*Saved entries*

# # # # #

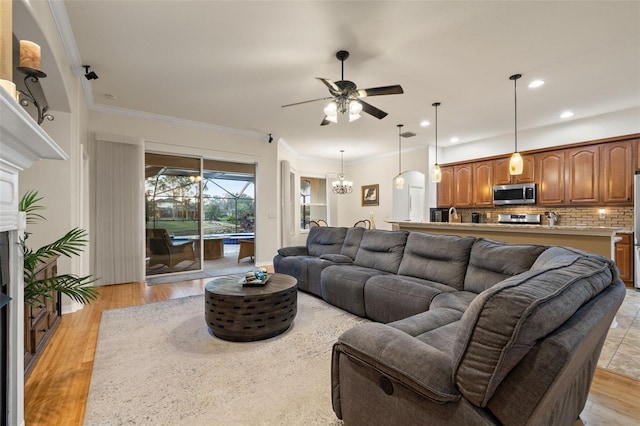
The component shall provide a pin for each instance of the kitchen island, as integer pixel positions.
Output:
(596, 239)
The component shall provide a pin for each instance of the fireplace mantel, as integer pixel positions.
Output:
(22, 143)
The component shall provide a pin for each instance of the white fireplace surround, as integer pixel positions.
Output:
(22, 142)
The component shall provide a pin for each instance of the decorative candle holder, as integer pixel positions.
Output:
(34, 94)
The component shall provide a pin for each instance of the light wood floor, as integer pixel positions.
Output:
(56, 391)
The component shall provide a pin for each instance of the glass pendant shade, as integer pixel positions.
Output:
(399, 179)
(516, 165)
(436, 174)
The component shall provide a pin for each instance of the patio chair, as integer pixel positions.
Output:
(164, 252)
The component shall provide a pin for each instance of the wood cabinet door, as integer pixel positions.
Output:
(463, 184)
(617, 172)
(482, 183)
(550, 172)
(583, 175)
(445, 188)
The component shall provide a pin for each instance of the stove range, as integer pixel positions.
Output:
(520, 219)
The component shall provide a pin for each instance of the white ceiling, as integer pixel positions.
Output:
(234, 63)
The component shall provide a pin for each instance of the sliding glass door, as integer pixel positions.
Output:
(197, 213)
(172, 214)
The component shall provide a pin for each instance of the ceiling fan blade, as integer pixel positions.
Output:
(333, 88)
(384, 90)
(370, 109)
(306, 102)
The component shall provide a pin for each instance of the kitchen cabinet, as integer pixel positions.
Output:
(583, 175)
(41, 319)
(550, 171)
(617, 172)
(624, 258)
(445, 188)
(482, 187)
(501, 174)
(463, 185)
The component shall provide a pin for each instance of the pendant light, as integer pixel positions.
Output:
(436, 174)
(399, 178)
(515, 163)
(342, 186)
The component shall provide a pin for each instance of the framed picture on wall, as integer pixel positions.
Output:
(370, 195)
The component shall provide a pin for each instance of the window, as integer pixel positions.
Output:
(313, 200)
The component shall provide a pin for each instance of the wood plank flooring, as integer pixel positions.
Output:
(57, 388)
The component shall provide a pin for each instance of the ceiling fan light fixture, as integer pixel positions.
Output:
(355, 108)
(331, 109)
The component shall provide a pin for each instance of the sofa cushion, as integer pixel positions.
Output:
(352, 242)
(493, 261)
(343, 286)
(381, 250)
(325, 240)
(504, 322)
(439, 258)
(392, 297)
(457, 300)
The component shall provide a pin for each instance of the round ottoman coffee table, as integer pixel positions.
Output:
(244, 314)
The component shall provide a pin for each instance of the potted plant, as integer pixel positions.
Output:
(70, 244)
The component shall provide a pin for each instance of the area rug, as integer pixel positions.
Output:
(157, 364)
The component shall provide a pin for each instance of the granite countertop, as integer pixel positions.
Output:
(503, 227)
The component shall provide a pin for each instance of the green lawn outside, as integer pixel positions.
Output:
(190, 227)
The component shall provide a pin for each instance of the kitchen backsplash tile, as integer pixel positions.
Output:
(615, 216)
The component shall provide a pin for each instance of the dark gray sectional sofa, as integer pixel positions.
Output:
(465, 330)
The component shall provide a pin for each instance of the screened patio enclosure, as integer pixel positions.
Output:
(194, 208)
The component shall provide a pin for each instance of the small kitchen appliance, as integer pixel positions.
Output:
(520, 219)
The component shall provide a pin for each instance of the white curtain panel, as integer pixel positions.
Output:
(119, 235)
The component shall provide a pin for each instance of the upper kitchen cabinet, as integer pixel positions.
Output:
(482, 183)
(463, 185)
(445, 187)
(501, 174)
(583, 175)
(617, 172)
(550, 172)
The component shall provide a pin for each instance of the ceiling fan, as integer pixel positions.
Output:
(347, 98)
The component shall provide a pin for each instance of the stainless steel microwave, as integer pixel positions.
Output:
(524, 193)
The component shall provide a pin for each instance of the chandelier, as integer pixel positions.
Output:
(342, 186)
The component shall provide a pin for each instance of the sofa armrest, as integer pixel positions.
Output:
(405, 359)
(337, 258)
(293, 251)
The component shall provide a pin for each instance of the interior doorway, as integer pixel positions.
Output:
(199, 213)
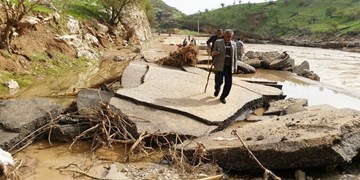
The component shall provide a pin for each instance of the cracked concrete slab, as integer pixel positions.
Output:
(320, 136)
(154, 120)
(182, 92)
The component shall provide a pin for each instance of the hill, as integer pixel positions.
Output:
(311, 19)
(165, 14)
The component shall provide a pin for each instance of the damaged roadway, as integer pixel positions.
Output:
(172, 100)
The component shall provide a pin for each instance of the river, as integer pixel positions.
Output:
(338, 70)
(338, 87)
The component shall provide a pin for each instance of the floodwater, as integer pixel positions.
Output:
(339, 73)
(338, 70)
(335, 67)
(338, 87)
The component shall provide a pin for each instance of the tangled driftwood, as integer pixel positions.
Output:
(183, 56)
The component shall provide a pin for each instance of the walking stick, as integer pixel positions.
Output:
(208, 61)
(207, 82)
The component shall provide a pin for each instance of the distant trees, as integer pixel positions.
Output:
(330, 11)
(115, 8)
(14, 11)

# # # # #

*Directions*
Retype the data in full. Images do not go in the copy.

*The completed task*
The component shall provide a pin for each instance of the kitchen island, as integer pixel positions.
Output:
(596, 239)
The component shall provide a pin for each instance of the fireplace mantel, as integer pixel positions.
Output:
(22, 143)
The component shall provide a pin for each instance of the white fireplace surround, as integer pixel positions.
Output:
(22, 142)
The component shall provide a pin for each instance of the decorative candle holder, as integer pixel positions.
Output:
(34, 94)
The component shall provide a pin for each instance of the light wood floor, as integer pixel positions.
Output:
(56, 391)
The component shall provide a pin for each instance of the glass pendant shade, as integer pixel positions.
Output:
(399, 179)
(516, 165)
(436, 174)
The component shall provide a pin for each instance of the patio chair, as integer pixel positions.
Output:
(164, 252)
The component shall provide a pin for each instance of the wood cabinet door, as integer pixel positions.
Output:
(463, 184)
(617, 172)
(482, 183)
(550, 172)
(583, 175)
(445, 188)
The component shall provide a pin for each instance of the stove range, as integer pixel positions.
Output:
(520, 219)
The component shall provide a pin for each instance of the white ceiling, as integer pixel positions.
Output:
(234, 63)
The component shall provide a pin for each instance of the sliding glass door, as integer pixel positions.
Output:
(197, 213)
(172, 214)
The component shall provide a pin for each instance of the ceiling fan blade, as integer pixel positions.
Output:
(333, 88)
(384, 90)
(370, 109)
(306, 102)
The component shall provide a pin for each instance of the kitchen cabinet, as integer pixel positions.
Output:
(583, 175)
(41, 319)
(550, 171)
(617, 172)
(624, 258)
(445, 188)
(482, 187)
(501, 174)
(463, 185)
The component shall provide a pin for each instance of the pendant light, as integer pixel positions.
Output:
(436, 174)
(399, 178)
(515, 163)
(342, 186)
The component shall provide a pin for each instance of the framed picture on wall, as integer pixel positions.
Output:
(370, 195)
The component shall provide a pin for each instance of the window, as integer pixel positions.
Output:
(313, 200)
The component shall provide a pin for each instance of the wood plank flooring, as integer pixel positions.
Output:
(57, 388)
The component shall provide a pin for each instance of the ceiling fan light fixture, as integer pixel positions.
Output:
(355, 108)
(331, 109)
The component shall provide a pin for each instance of the sofa cushion, as integer pixel positions.
Output:
(352, 242)
(493, 261)
(343, 286)
(381, 250)
(325, 240)
(504, 322)
(439, 258)
(392, 297)
(457, 300)
The component shall provide a pin for each instance of the round ottoman coffee table, as integer pixel positions.
Output:
(244, 314)
The component shall provide a pin for each instance of the potted plant, as integer pixel positions.
Output:
(70, 244)
The component shall provide a pin for each instance of the area rug, as integer pixel positions.
Output:
(157, 364)
The component shall provide a pin for each instance of the granite countertop, as integer pixel positions.
Output:
(503, 227)
The component shall provide a pin for each instance of the green lawn outside, as integer pixel positions.
Output:
(190, 227)
The component shall provide a pin for each instance of the kitchen backsplash tile, as integer pixel positions.
Output:
(615, 216)
The component shall provide a pin for each instance of the dark gray sectional sofa, as integer pixel positions.
Output:
(465, 330)
The component shall provide a pin for each instance of the screened patio enclosure, as integer pixel positions.
Output:
(194, 208)
The component shall provide a pin for each instance of the small kitchen appliance, as integer pixel positions.
Output:
(520, 219)
The component shall provide a pin for each instance of the white curtain panel, as integer pixel positions.
Output:
(119, 235)
The component shall provide a pin for each instance of the upper kitchen cabinet, as integer pixel positions.
Output:
(482, 183)
(463, 185)
(445, 187)
(501, 174)
(583, 175)
(617, 172)
(550, 172)
The component shall provide a pin for each instance of the ceiling fan, as integer pixel positions.
Output:
(347, 98)
The component shall provide a pin for each instance of the stainless steel microwave, as integer pixel positions.
Output:
(524, 193)
The component shall provide a pin for each instance of the chandelier, as integer pixel positions.
Output:
(342, 186)
The component shall provide a pin for each instance of the sofa armrest, as integer pixel positions.
Output:
(405, 359)
(337, 258)
(293, 251)
The component shall provide a pin for each instance of the interior doorway, as integer pixel positions.
Output:
(199, 213)
The component shall provide a pin for each instance of the cracked concrete slab, as integer pixel positions.
Output:
(320, 136)
(154, 120)
(182, 92)
The component shall provide a pin for each instance of the hill, as integer pixel positions.
Output:
(311, 19)
(165, 14)
The component shall provide a pin for each instance of the damaged roadway, as integer pixel positions.
Output:
(172, 100)
The component shall provide a pin for each instance of the river, as integer pixel positions.
Output:
(338, 70)
(338, 87)
The component shall provide a pin for each instance of the floodwater, as integer pixel positions.
Output:
(339, 73)
(338, 70)
(335, 67)
(338, 87)
The component shall provide a pin for each instance of the tangled driftwood, as integer pixel positions.
Output:
(183, 56)
The component shall provide a pin for each instance of the walking stick, as integer pixel positions.
Output:
(208, 61)
(207, 82)
The component shall provide a pin for each instance of the distant trees, as integer pixel positions.
Output:
(330, 11)
(115, 8)
(14, 11)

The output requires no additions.